MATERIALS PROVIDED:
* * * * * * * * *
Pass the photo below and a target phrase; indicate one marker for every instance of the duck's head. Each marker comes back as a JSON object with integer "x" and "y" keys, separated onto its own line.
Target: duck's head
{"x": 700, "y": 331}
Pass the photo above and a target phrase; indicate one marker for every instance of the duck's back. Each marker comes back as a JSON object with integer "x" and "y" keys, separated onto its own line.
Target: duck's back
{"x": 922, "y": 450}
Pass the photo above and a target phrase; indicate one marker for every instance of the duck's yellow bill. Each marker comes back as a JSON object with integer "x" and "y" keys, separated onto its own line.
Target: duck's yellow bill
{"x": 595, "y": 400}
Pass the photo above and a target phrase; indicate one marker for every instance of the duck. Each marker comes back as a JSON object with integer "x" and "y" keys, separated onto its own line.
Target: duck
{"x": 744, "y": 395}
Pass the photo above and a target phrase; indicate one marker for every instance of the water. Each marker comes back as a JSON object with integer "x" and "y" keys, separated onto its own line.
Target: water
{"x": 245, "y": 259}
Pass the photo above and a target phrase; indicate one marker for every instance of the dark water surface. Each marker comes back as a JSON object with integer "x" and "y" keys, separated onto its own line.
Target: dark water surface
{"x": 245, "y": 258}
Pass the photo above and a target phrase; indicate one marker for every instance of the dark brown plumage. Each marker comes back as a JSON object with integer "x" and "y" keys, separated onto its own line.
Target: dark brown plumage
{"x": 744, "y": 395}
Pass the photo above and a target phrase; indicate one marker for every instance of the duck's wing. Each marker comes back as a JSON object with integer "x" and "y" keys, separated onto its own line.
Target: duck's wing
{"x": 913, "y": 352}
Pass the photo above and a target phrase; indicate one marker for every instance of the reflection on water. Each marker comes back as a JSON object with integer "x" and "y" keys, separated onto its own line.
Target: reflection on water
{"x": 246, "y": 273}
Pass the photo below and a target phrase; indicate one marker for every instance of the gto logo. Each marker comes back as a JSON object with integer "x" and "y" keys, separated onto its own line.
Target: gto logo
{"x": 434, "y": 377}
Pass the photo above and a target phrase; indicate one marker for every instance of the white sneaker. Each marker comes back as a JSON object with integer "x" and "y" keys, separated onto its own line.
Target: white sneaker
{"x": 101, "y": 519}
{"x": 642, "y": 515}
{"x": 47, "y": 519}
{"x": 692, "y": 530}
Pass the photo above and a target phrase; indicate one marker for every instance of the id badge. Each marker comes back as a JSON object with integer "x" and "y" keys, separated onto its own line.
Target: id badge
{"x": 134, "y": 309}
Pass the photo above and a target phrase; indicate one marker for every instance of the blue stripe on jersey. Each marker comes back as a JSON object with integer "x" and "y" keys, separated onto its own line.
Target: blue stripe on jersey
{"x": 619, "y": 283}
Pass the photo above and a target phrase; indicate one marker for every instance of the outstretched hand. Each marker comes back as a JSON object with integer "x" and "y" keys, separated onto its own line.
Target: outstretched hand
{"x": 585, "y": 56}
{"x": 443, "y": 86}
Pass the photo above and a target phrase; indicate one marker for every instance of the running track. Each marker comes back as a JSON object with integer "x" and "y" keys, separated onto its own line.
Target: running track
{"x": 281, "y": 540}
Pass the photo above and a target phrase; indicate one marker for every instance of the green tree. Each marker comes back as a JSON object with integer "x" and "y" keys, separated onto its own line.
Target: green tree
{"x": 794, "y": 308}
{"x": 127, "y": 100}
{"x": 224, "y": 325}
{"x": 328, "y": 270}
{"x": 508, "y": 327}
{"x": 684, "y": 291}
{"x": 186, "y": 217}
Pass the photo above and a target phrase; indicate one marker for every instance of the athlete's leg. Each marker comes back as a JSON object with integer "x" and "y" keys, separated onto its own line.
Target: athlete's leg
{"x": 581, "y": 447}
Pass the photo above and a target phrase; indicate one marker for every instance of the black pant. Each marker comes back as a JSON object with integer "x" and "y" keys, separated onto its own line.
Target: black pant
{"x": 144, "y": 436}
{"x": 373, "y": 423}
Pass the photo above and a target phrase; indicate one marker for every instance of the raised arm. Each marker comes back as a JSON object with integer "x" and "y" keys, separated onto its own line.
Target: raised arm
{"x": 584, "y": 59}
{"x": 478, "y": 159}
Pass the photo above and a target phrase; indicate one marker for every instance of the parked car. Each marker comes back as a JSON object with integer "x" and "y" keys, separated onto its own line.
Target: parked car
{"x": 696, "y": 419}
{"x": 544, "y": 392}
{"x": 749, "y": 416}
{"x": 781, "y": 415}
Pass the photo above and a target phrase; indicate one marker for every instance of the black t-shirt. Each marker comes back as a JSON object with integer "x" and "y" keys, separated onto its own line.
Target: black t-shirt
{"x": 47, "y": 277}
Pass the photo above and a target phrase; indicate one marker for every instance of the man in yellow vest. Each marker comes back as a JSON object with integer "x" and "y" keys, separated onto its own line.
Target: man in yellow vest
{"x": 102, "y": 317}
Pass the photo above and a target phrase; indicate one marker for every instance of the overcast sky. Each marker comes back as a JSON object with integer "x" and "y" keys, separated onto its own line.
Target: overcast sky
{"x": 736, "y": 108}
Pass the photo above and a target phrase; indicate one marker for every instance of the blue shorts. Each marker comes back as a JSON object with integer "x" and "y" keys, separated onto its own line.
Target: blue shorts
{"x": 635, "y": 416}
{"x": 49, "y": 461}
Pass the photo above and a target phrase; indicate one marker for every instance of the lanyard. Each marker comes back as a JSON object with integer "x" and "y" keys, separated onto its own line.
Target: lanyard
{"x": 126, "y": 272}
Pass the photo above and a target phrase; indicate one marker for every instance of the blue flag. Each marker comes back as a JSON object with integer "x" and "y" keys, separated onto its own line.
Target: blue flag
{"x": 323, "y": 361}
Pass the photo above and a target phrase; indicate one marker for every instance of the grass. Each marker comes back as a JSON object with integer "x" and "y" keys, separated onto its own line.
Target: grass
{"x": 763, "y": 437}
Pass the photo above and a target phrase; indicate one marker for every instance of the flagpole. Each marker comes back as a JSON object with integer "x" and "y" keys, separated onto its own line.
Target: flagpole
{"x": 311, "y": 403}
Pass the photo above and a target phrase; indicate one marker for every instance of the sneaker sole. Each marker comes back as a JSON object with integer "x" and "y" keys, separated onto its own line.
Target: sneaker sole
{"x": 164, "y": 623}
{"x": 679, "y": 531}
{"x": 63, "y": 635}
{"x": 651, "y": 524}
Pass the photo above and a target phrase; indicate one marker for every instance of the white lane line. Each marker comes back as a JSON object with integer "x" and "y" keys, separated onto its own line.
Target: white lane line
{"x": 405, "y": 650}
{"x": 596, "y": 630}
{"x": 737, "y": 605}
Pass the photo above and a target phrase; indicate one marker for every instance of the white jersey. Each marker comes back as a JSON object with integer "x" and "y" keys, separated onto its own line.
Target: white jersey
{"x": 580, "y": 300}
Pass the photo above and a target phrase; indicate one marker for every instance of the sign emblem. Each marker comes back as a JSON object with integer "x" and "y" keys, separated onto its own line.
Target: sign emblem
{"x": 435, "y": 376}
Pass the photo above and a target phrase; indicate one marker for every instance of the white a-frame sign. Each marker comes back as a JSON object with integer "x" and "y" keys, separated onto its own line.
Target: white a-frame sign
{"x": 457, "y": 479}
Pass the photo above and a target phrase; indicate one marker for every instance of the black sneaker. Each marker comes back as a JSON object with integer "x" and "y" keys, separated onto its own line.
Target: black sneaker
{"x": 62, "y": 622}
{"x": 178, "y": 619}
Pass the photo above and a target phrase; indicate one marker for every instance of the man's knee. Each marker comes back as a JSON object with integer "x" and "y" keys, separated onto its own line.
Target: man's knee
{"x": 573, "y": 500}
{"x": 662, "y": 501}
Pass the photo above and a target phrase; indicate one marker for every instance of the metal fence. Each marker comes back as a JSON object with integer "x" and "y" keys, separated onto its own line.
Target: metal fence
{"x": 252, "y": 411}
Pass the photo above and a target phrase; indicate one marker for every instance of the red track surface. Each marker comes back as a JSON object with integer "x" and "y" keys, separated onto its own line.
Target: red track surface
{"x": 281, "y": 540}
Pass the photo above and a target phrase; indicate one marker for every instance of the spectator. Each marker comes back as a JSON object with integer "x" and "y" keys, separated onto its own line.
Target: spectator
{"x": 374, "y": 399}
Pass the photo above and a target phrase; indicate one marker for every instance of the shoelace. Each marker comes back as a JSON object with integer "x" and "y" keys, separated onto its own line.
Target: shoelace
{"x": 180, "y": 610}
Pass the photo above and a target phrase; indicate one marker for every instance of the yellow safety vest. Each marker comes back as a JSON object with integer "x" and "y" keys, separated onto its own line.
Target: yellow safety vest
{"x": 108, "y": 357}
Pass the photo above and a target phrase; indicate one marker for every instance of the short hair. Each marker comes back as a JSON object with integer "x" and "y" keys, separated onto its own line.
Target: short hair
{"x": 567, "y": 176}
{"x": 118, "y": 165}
* * * * * * * * *
Quote verbatim the line containing "of the shoelace." and every line after it through the end of the records above.

Pass the photo above and a target phrase; indicate one marker for every instance of the shoelace. Each marker comes back as a JSON object with integer "x" and "y" keys, separated onto its own line.
Target: shoelace
{"x": 180, "y": 610}
Pass the photo above and a target phrase; indicate one marker for every instance of the yellow safety vest. Each marker comes back as a JSON object with integer "x" and "y" keys, separated onto its own line.
Target: yellow safety vest
{"x": 108, "y": 357}
Pass the photo above and a target phrase; indicate one marker for every instance of the short hair. Each marker comes back as a JSON object with integer "x" and "y" keys, separated onto its own line.
Target: short hair
{"x": 567, "y": 176}
{"x": 118, "y": 165}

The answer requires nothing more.